• **Short problem**: Rewrite the records below, swapping each "Reviewer note" for "Annotator note" and keeping everything else unchanged. Leave the pictures out of your answer.
+++ Record extracts +++
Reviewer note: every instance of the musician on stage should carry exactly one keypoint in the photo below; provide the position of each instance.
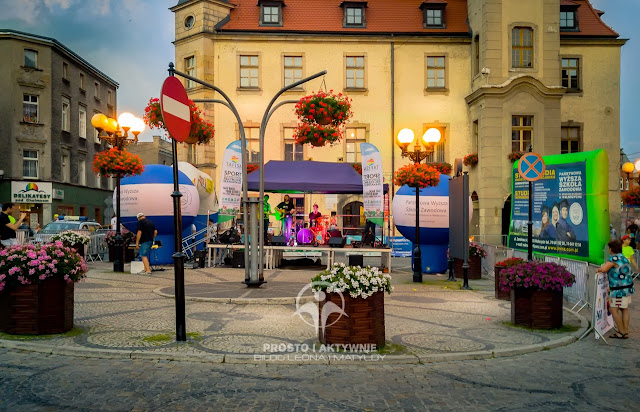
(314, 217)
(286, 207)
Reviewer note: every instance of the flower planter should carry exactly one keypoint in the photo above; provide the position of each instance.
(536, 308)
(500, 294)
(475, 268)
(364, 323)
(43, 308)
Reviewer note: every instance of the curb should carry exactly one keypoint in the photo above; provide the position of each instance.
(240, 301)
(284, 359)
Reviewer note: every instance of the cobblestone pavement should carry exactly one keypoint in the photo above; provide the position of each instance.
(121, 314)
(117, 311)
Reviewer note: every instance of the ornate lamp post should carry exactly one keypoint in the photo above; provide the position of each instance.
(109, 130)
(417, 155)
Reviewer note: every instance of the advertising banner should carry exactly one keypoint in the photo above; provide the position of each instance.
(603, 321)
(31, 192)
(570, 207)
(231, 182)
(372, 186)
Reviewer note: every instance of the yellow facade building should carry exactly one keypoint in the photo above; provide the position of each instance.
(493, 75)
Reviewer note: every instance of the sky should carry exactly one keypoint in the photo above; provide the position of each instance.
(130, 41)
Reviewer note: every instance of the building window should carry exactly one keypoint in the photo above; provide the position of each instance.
+++
• **Solution to the exercise**:
Annotator note: every instance of the musician on stage should carry exactly one keypoint in the photo below; provide the position of each instance.
(314, 217)
(286, 207)
Annotator note: every instance of the flower planter should carry exactly one keypoint in the photo above; provide the position of each instance.
(536, 308)
(500, 294)
(475, 268)
(364, 323)
(43, 308)
Annotator note: every instance of the curb should carry exactly one keypoint in the photo above; provide the position of each instance.
(240, 301)
(284, 359)
Annotator note: every instance of the cobblestone pavement should carry exactly one keypoint in the photo above; provide the position of each instance.
(121, 314)
(117, 311)
Annotator note: every instance of the ornate lamp post should carry exactly one keypoint in the photo above; provide the position of each instance.
(109, 130)
(417, 155)
Annotator note: every instance of the advertising banner should carry exactly one keypoint in the photo above; provide the position of each instance.
(603, 321)
(31, 192)
(570, 207)
(231, 182)
(372, 186)
Annotator note: every instance of the yellow facade building should carry exactly one keypoint in the photo above; provide the position of each instance.
(493, 75)
Annotator note: every instance of the sky should carry exactly one keypoint in the photo above; provide the position of each instance.
(130, 41)
Annotator note: every instance of the building window should carry exactly one keypoint in the photo above; provide the position of each instance.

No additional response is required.